_Action item_
How many lines in the records below contain the word "blue"? State that number and nothing more.

Natural language region descriptions:
= Beginning of Section =

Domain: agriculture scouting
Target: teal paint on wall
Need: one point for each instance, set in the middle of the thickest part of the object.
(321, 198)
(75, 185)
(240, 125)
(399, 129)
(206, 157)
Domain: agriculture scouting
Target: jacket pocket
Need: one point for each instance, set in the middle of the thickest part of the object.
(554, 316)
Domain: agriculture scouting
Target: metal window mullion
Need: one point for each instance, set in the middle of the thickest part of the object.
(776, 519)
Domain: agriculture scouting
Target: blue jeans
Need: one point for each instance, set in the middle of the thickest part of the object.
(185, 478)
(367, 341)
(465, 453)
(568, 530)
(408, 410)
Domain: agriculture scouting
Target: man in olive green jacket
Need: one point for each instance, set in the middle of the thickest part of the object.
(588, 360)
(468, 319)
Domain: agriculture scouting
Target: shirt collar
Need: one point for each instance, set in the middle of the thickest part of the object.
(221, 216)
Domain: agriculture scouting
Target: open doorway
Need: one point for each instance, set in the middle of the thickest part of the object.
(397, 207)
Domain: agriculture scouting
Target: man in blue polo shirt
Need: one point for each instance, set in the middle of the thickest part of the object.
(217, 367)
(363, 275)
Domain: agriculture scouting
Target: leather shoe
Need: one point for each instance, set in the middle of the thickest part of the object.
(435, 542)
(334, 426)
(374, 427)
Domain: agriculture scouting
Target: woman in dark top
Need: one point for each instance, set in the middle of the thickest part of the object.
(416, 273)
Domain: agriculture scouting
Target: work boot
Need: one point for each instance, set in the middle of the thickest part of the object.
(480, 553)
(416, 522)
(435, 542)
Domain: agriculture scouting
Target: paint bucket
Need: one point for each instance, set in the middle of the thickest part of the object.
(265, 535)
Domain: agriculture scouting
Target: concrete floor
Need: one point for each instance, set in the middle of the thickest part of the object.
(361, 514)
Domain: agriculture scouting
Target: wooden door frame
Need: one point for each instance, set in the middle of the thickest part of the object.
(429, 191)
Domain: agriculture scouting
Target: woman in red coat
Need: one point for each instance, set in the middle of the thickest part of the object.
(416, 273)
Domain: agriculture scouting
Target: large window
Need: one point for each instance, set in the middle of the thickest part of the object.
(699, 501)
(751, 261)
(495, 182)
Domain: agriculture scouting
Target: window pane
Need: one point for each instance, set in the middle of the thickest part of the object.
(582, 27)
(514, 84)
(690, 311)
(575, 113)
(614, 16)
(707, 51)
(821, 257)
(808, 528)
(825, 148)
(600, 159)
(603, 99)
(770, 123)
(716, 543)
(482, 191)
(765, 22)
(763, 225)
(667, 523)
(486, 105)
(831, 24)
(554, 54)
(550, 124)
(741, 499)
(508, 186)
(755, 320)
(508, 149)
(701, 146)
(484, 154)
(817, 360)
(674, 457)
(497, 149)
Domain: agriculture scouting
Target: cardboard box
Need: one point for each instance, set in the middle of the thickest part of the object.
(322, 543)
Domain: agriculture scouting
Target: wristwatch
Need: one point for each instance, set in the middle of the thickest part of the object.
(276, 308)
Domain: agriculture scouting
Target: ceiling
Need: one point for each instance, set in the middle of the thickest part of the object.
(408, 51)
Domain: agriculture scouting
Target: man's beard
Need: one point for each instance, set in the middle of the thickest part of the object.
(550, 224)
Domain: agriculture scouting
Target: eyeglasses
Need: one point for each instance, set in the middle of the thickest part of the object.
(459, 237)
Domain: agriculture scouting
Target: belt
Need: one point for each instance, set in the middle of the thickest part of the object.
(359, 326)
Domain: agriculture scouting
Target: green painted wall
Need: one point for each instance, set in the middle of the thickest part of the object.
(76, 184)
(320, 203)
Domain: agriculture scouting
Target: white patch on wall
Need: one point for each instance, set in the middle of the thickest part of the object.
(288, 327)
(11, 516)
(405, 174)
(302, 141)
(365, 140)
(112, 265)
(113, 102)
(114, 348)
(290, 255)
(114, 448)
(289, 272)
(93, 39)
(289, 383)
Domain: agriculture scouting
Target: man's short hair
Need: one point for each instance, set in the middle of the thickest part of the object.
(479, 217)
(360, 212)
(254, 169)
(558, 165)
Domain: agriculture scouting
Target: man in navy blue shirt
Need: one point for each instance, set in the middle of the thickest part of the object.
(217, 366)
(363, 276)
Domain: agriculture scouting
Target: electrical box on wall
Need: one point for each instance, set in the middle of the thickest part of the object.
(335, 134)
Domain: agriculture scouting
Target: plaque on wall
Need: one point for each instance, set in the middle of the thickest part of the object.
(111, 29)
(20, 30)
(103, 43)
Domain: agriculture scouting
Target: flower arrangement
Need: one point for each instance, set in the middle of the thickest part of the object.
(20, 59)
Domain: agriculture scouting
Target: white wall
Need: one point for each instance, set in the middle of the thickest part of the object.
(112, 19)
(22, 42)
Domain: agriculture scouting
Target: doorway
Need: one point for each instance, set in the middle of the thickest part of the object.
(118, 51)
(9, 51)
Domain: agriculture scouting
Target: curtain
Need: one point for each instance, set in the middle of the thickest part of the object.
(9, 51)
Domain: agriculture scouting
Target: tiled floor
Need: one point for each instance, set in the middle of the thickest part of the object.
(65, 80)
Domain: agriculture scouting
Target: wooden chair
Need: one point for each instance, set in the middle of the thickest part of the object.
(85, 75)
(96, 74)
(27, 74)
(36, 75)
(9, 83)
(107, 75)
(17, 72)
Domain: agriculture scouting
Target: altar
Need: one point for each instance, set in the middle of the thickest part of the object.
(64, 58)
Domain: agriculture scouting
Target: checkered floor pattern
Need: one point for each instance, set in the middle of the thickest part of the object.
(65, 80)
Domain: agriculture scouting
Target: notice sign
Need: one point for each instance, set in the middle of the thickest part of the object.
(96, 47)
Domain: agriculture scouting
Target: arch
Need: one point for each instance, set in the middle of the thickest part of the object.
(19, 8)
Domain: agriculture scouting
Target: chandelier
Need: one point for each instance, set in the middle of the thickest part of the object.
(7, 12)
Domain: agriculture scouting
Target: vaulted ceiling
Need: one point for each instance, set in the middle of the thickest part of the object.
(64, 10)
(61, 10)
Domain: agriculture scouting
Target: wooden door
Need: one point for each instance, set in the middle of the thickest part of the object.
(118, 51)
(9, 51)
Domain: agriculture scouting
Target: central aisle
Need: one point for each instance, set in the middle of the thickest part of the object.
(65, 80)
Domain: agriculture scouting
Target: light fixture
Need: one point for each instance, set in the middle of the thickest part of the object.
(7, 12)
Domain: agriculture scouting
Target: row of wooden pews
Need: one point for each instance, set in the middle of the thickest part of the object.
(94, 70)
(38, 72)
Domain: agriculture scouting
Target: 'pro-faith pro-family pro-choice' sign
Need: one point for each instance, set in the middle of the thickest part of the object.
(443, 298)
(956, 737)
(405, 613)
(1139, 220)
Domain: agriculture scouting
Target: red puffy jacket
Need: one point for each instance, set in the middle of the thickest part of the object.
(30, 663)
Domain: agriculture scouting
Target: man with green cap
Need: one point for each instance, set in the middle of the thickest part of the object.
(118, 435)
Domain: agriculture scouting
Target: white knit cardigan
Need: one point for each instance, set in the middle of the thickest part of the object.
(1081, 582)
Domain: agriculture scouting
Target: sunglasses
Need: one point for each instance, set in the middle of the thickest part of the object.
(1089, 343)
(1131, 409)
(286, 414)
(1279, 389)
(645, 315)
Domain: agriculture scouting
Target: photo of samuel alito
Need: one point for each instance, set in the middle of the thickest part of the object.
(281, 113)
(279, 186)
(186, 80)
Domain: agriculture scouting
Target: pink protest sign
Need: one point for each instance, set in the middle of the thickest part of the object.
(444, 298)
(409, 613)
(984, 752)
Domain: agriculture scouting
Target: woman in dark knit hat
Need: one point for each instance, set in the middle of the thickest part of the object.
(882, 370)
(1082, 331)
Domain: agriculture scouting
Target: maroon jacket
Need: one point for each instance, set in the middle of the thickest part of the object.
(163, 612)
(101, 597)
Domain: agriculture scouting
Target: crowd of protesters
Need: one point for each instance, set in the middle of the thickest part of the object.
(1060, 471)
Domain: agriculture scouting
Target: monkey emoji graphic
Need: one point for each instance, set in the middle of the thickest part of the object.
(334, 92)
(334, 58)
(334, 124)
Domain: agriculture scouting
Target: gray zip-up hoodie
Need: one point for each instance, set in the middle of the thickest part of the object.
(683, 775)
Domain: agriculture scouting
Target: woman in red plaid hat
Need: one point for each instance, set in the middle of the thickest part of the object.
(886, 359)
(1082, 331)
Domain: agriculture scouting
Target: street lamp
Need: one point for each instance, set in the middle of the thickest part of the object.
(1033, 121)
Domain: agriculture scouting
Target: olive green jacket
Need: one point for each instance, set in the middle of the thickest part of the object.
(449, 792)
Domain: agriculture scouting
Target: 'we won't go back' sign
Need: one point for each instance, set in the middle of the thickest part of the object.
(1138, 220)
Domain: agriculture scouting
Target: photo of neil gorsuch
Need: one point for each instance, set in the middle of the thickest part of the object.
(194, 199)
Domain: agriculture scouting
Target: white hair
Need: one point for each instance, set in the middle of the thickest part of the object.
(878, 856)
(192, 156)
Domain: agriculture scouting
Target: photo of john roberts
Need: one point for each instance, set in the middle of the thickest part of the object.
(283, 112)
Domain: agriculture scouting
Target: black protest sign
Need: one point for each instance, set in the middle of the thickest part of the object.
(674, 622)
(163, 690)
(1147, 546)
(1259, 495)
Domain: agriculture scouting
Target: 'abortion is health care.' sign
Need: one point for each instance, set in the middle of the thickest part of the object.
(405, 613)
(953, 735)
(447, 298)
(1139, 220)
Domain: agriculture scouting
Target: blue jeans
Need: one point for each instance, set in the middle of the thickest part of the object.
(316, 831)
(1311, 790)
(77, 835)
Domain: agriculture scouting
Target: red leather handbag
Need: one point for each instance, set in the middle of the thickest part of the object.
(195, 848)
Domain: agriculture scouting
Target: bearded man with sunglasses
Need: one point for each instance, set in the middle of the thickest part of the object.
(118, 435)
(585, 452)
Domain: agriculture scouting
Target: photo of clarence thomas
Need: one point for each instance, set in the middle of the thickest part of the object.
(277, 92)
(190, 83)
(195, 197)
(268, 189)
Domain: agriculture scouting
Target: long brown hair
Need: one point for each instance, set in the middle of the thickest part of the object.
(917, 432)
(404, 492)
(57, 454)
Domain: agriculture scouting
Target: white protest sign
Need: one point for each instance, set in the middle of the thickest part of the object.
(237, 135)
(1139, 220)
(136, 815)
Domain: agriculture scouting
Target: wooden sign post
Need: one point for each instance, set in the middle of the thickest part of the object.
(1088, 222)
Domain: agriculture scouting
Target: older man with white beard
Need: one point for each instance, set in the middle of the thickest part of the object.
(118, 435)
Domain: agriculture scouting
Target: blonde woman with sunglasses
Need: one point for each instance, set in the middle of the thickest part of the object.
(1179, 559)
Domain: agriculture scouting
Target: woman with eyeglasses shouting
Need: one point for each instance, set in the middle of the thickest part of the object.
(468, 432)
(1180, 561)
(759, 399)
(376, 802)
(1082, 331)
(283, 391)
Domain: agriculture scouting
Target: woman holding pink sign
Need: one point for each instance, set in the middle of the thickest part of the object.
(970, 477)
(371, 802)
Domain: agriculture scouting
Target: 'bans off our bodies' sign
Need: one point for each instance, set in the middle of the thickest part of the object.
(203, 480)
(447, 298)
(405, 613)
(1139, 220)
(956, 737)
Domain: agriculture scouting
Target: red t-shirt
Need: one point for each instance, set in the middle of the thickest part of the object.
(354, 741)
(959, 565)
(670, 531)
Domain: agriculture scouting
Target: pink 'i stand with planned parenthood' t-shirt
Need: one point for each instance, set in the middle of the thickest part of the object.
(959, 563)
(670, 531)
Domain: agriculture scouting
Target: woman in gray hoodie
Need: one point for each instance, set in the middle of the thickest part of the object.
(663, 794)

= End of Section =

_Task result_
4